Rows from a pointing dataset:
[Begin]
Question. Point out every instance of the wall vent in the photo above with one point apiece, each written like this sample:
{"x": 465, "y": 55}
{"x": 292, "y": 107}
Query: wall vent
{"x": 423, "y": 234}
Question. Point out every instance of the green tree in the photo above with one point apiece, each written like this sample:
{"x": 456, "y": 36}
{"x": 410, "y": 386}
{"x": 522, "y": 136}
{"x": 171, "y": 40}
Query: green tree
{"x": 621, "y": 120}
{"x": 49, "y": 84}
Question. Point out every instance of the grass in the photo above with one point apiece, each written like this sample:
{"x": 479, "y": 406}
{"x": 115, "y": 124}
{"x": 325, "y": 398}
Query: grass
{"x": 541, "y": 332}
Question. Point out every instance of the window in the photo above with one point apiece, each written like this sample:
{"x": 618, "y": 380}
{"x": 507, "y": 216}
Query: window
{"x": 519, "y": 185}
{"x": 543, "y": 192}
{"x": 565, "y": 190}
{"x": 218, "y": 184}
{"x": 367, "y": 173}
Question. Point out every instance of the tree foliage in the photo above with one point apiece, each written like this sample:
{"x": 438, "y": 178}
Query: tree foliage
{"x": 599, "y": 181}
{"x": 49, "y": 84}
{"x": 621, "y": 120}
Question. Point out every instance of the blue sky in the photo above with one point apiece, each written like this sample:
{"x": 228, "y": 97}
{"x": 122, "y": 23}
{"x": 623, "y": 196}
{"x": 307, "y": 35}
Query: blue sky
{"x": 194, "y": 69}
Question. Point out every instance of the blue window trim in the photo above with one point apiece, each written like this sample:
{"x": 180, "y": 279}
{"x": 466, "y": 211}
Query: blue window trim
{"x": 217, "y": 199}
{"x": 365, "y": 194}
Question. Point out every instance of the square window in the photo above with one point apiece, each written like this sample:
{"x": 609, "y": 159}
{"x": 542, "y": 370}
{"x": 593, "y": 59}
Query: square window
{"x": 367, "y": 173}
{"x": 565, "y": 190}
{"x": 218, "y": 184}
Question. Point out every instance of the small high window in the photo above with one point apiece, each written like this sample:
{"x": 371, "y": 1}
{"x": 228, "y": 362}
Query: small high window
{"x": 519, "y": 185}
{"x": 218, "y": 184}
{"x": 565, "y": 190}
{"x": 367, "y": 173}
[End]
> **STATED PROBLEM**:
Convert every line of the entries above into a Markdown table with two columns, No. and Text. Number the rows in order and leave out blank lines.

> **TASK RESULT**:
| No. | Text |
|---|---|
| 1 | Question. Point out every instance of the wall vent in the photo above with one point apiece, each written like this sample: |
| 2 | {"x": 465, "y": 55} |
| 3 | {"x": 292, "y": 107} |
| 4 | Query: wall vent |
| 5 | {"x": 423, "y": 234} |
| 6 | Question. Point out every instance of the green tree in the photo above with one point apiece, each written like this sample: |
| 7 | {"x": 456, "y": 36} |
| 8 | {"x": 410, "y": 386} |
| 9 | {"x": 522, "y": 136} |
| 10 | {"x": 171, "y": 40} |
| 11 | Query: green tree |
| 12 | {"x": 621, "y": 120} |
| 13 | {"x": 49, "y": 84} |
| 14 | Question. Point out every instance of the grass in the photo above with one point apiece, each written like this sample: |
| 15 | {"x": 479, "y": 406} |
| 16 | {"x": 115, "y": 124} |
| 17 | {"x": 325, "y": 398} |
| 18 | Query: grass |
| 19 | {"x": 541, "y": 332} |
| 20 | Question. Point out every instance of the window in the photo above with one point apiece, each written like this sample: |
| 21 | {"x": 618, "y": 380} |
| 22 | {"x": 507, "y": 216} |
| 23 | Query: window |
| 24 | {"x": 519, "y": 185} |
| 25 | {"x": 543, "y": 192} |
| 26 | {"x": 565, "y": 190} |
| 27 | {"x": 218, "y": 184} |
| 28 | {"x": 367, "y": 173} |
| 29 | Question. Point out every instance of the tree foliage in the photo above with one point apiece, each written like this sample: |
| 30 | {"x": 438, "y": 178} |
| 31 | Query: tree foliage |
| 32 | {"x": 599, "y": 181} |
| 33 | {"x": 49, "y": 84} |
| 34 | {"x": 621, "y": 120} |
| 35 | Question. Point out every instance of the blue sky in the photo above with one point apiece, each written like this sample: |
| 36 | {"x": 228, "y": 97} |
| 37 | {"x": 122, "y": 23} |
| 38 | {"x": 623, "y": 196} |
| 39 | {"x": 307, "y": 35} |
| 40 | Query: blue sky |
| 41 | {"x": 194, "y": 69} |
| 42 | Question. Point out every instance of the blue window trim in the photo above with one point apiece, each written like this sample: |
| 43 | {"x": 180, "y": 279} |
| 44 | {"x": 466, "y": 211} |
| 45 | Query: blue window trim |
| 46 | {"x": 217, "y": 199} |
| 47 | {"x": 365, "y": 194} |
| 48 | Question. Point out every instance of the square window in the photo above with one point apiece, each written like this sample: |
| 49 | {"x": 609, "y": 159} |
| 50 | {"x": 542, "y": 370} |
| 51 | {"x": 593, "y": 59} |
| 52 | Query: square window |
| 53 | {"x": 367, "y": 173} |
| 54 | {"x": 565, "y": 190} |
| 55 | {"x": 218, "y": 184} |
| 56 | Question. Point out every instance of the small high window in the photo above with one point apiece, each written like this sample: |
| 57 | {"x": 371, "y": 1} |
| 58 | {"x": 228, "y": 362} |
| 59 | Query: small high window |
| 60 | {"x": 519, "y": 185} |
| 61 | {"x": 218, "y": 184} |
| 62 | {"x": 565, "y": 190} |
| 63 | {"x": 367, "y": 173} |